| WORK ORDER |
The answer must be an exact transcription of every record.

| PROVIDED ENTRIES |
━━━━━━━━
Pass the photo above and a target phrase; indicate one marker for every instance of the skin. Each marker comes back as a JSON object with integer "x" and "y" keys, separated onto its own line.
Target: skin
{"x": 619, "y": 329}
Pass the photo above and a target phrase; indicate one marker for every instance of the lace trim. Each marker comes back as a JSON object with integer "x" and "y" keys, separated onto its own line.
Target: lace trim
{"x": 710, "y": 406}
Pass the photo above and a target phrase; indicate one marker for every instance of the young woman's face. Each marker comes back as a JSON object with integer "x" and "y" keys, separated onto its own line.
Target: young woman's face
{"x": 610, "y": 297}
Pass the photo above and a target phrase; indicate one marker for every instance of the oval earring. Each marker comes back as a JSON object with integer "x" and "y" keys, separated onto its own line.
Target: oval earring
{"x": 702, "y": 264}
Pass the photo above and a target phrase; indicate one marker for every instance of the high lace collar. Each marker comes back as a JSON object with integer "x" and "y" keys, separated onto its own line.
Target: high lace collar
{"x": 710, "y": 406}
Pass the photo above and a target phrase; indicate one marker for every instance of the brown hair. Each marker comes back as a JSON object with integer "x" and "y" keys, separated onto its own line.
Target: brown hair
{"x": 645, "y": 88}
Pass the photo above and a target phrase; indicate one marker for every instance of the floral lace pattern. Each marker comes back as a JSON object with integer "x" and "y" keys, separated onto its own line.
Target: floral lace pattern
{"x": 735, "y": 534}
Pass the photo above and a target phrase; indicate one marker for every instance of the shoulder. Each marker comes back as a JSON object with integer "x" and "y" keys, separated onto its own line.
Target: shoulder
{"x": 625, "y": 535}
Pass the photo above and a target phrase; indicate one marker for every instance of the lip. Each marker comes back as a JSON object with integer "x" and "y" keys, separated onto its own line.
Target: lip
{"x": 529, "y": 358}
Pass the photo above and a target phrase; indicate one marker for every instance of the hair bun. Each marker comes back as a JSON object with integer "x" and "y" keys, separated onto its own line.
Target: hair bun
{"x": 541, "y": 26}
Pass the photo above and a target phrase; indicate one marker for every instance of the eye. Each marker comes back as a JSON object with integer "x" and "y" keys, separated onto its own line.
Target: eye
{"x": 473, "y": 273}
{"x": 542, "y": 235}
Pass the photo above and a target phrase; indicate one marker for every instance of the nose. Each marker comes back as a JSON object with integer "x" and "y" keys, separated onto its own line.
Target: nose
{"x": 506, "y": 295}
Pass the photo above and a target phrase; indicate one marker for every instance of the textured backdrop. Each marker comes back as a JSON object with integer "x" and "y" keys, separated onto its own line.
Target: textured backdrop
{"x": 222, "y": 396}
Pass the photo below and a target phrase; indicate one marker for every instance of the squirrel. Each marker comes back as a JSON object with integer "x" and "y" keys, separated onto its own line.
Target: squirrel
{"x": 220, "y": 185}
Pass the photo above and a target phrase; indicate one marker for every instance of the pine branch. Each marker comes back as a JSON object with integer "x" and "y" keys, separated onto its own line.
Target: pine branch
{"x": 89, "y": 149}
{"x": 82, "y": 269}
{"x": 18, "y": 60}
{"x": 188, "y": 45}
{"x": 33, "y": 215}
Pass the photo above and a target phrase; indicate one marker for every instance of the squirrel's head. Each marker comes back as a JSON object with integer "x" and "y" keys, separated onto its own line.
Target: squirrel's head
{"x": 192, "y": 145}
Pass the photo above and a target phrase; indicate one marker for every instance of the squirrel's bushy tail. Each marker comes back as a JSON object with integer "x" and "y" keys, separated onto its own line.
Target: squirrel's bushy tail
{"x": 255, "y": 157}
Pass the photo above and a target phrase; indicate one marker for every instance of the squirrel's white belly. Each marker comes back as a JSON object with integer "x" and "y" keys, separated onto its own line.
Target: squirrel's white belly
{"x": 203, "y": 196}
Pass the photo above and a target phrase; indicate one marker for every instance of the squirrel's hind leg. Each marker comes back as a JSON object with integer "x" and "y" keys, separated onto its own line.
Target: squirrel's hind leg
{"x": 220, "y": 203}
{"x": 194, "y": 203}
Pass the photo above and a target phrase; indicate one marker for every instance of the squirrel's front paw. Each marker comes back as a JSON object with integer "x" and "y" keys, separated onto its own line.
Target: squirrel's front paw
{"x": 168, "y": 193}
━━━━━━━━
| RESPONSE TO THIS TASK |
Pass the photo above and a target phrase; indicate one marker for every instance of the skin. Each marker comes back as a JSON object with integer "x" and "y" keys, separated onto its own line.
Target: skin
{"x": 619, "y": 329}
Pass the photo above and a target phrase; indicate one marker for every instance of the lace trim. Each marker comes back as a JSON object with integer "x" and "y" keys, separated onto its own line.
Target: lace trim
{"x": 710, "y": 406}
Pass the photo above and a target phrase; indicate one marker for every instance of the young woman's face. Each marker comes back as a JSON object with integer "x" and "y" keys, separated onto its own line.
Target: young woman's face
{"x": 610, "y": 297}
Pass the photo above and a target phrase; indicate one marker for every instance of the oval earring. Each marker comes back as a JSON object with integer "x" and "y" keys, separated onto its own line.
Target: oval earring
{"x": 702, "y": 264}
Pass the photo above and a target phrase; indicate one marker for every instance of the high lace collar. Each marker comes back as a JSON object with integer "x" and "y" keys, separated onto its own line.
Target: high lace collar
{"x": 710, "y": 406}
Pass the photo above and a target phrase; indicate one marker for every instance of the brown hair. Each marker comes back as a JSON object with integer "x" and "y" keys, separated onto its own line.
Target: brown hair
{"x": 645, "y": 88}
Pass the photo above and a target phrase; indicate one marker for every instance of the floral lace pattern. Each marker comes back as a JSON object with integer "x" and "y" keys, separated onto its own line.
Target: floral lace pattern
{"x": 735, "y": 534}
Pass the photo above and a target phrase; indicate one marker for every instance of the shoulder. Each marker comes back as a JSON object with integer "x" and "y" keys, separated onto its own line.
Target: shoulder
{"x": 625, "y": 535}
Pass the photo above and a target phrase; indicate one marker for every instance of the lip. Each marker comes back as a JSON object with integer "x" and "y" keys, separated onto its own line.
Target: lip
{"x": 529, "y": 358}
Pass the photo above and a target phrase; indicate one marker for every instance of the hair bun. Each marker comes back as a JSON object with integer "x" and "y" keys, separated onto its own line.
Target: hair bun
{"x": 541, "y": 26}
Pass the photo above and a target phrase; indicate one marker for every instance of the eye. Each marker comes back as a JSON object with integer "x" and "y" keys, separated onto its own line.
Target: eye
{"x": 473, "y": 273}
{"x": 542, "y": 235}
Pass the photo above and a target phrase; indicate one marker for every instance of the nose. Each marker comes back as a JSON object with integer "x" and "y" keys, separated onto its own line.
Target: nose
{"x": 506, "y": 295}
Pass the photo above and a target phrase; indicate one marker for every instance of the textured backdrop. Each marker comes back as a JSON object with integer "x" and "y" keys, separated onto its own line.
Target: textured backdrop
{"x": 222, "y": 396}
Pass the photo below and a target phrase; indicate one marker for every instance of the squirrel. Each marker comes back as a JSON object with integer "x" and "y" keys, separated onto its own line.
Target: squirrel
{"x": 220, "y": 185}
Pass the photo above and a target phrase; indicate one marker for every instance of the pine branch. Each marker comes back as a JSON object with integer "x" and "y" keys, separated onto its own line.
Target: pine branch
{"x": 89, "y": 149}
{"x": 82, "y": 269}
{"x": 18, "y": 60}
{"x": 188, "y": 45}
{"x": 33, "y": 215}
Pass the photo above and a target phrase; indicate one marker for every instance of the squirrel's head. Each marker comes back as a JSON object with integer "x" and "y" keys, separated onto its own line.
Target: squirrel's head
{"x": 192, "y": 145}
Pass the photo above and a target phrase; indicate one marker for every instance of the squirrel's bushy tail. Each marker comes back as a JSON object with integer "x" and "y" keys, separated onto its own line.
Target: squirrel's bushy tail
{"x": 255, "y": 157}
Pass the photo above and a target phrase; indicate one marker for every instance of the squirrel's white belly. Each marker comes back as a JSON object with integer "x" and "y" keys, separated onto its own line.
Target: squirrel's white belly
{"x": 203, "y": 196}
Pass the photo above and a target phrase; indicate one marker for every instance of the squirrel's hind leg. Each marker comes back as a JSON object with integer "x" and "y" keys, separated onto its own line.
Target: squirrel's hind leg
{"x": 220, "y": 203}
{"x": 194, "y": 203}
Pass the photo above and a target phrase; indicate one marker for every instance of the squirrel's front paw. Each marker comes back as a JSON object with integer "x" and "y" keys, separated onto its own line.
Target: squirrel's front paw
{"x": 168, "y": 193}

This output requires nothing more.